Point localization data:
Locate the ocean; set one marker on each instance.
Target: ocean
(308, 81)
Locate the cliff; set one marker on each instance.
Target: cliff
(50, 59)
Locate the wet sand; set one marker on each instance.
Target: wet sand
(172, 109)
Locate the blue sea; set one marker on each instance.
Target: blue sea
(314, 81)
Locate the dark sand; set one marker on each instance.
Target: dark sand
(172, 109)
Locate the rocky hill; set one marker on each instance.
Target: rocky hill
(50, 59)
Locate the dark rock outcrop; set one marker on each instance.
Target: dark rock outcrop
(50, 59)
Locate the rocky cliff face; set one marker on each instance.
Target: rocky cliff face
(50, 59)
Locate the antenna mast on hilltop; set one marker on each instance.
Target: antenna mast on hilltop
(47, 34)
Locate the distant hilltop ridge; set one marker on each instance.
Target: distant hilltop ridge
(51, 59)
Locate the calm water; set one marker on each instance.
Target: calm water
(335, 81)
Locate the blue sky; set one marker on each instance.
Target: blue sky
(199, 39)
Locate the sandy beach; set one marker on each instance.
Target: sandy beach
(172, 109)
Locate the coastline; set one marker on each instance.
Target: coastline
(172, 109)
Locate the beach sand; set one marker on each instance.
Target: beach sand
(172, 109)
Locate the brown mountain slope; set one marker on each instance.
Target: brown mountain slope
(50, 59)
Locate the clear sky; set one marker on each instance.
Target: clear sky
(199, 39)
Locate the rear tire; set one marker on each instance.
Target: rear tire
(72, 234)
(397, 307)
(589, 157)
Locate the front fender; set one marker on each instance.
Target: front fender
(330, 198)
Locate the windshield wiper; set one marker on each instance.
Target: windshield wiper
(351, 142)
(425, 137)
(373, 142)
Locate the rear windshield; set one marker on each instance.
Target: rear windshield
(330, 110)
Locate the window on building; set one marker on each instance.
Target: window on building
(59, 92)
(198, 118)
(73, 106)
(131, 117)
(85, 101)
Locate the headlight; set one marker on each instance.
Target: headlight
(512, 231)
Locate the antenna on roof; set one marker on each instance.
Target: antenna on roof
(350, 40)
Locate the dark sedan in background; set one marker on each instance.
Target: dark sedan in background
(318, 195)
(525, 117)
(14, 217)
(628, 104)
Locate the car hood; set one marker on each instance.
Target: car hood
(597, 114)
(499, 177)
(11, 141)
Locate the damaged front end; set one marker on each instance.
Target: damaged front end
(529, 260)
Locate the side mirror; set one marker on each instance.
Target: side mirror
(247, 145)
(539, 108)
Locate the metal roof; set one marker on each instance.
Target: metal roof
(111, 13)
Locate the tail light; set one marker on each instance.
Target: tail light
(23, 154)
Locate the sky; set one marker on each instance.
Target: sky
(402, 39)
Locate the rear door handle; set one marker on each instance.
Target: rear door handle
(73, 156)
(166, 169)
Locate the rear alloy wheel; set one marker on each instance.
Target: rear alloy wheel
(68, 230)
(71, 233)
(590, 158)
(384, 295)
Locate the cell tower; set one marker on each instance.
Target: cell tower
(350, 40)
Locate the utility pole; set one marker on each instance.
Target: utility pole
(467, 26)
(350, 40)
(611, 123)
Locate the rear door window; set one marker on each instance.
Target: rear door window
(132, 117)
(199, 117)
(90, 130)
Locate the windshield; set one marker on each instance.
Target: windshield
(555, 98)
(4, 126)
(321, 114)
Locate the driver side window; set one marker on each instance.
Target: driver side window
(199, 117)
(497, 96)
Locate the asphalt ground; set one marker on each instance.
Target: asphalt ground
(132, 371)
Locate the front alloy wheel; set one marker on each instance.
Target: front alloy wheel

→ Exercise goal
From the first line above through the line that contains "Locate the antenna mast", quote each line exactly. Output nothing more.

→ Task result
Locate the ocean; set one marker on each instance.
Target: ocean
(308, 81)
Locate the cliff; set one marker on each instance.
Target: cliff
(50, 59)
Locate the wet sand; set one marker on each instance.
Target: wet sand
(172, 109)
Locate the blue sea; set one marker on each instance.
Target: blue sea
(314, 81)
Locate the dark sand; set one marker on each instance.
Target: dark sand
(172, 109)
Locate the rocky hill; set one marker on each instance.
Target: rocky hill
(50, 59)
Locate the dark rock outcrop; set one marker on each instance.
Target: dark rock outcrop
(50, 59)
Locate the rocky cliff face; set one marker on each instance.
Target: rocky cliff face
(50, 59)
Locate the antenna mast on hilltop; set one marker on each instance.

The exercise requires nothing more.